→ **Given records**

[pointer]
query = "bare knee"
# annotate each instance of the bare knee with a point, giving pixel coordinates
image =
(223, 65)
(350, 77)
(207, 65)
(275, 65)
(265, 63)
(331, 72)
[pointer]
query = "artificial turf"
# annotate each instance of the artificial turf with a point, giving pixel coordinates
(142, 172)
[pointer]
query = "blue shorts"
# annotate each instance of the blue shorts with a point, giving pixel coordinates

→ **Directions**
Only lines with the word "bare" are wanted. Find and copy them from the records above.

→ **Solution below**
query = "bare knee"
# annotate each instance of the bare knee with a point, giving pixel coordinates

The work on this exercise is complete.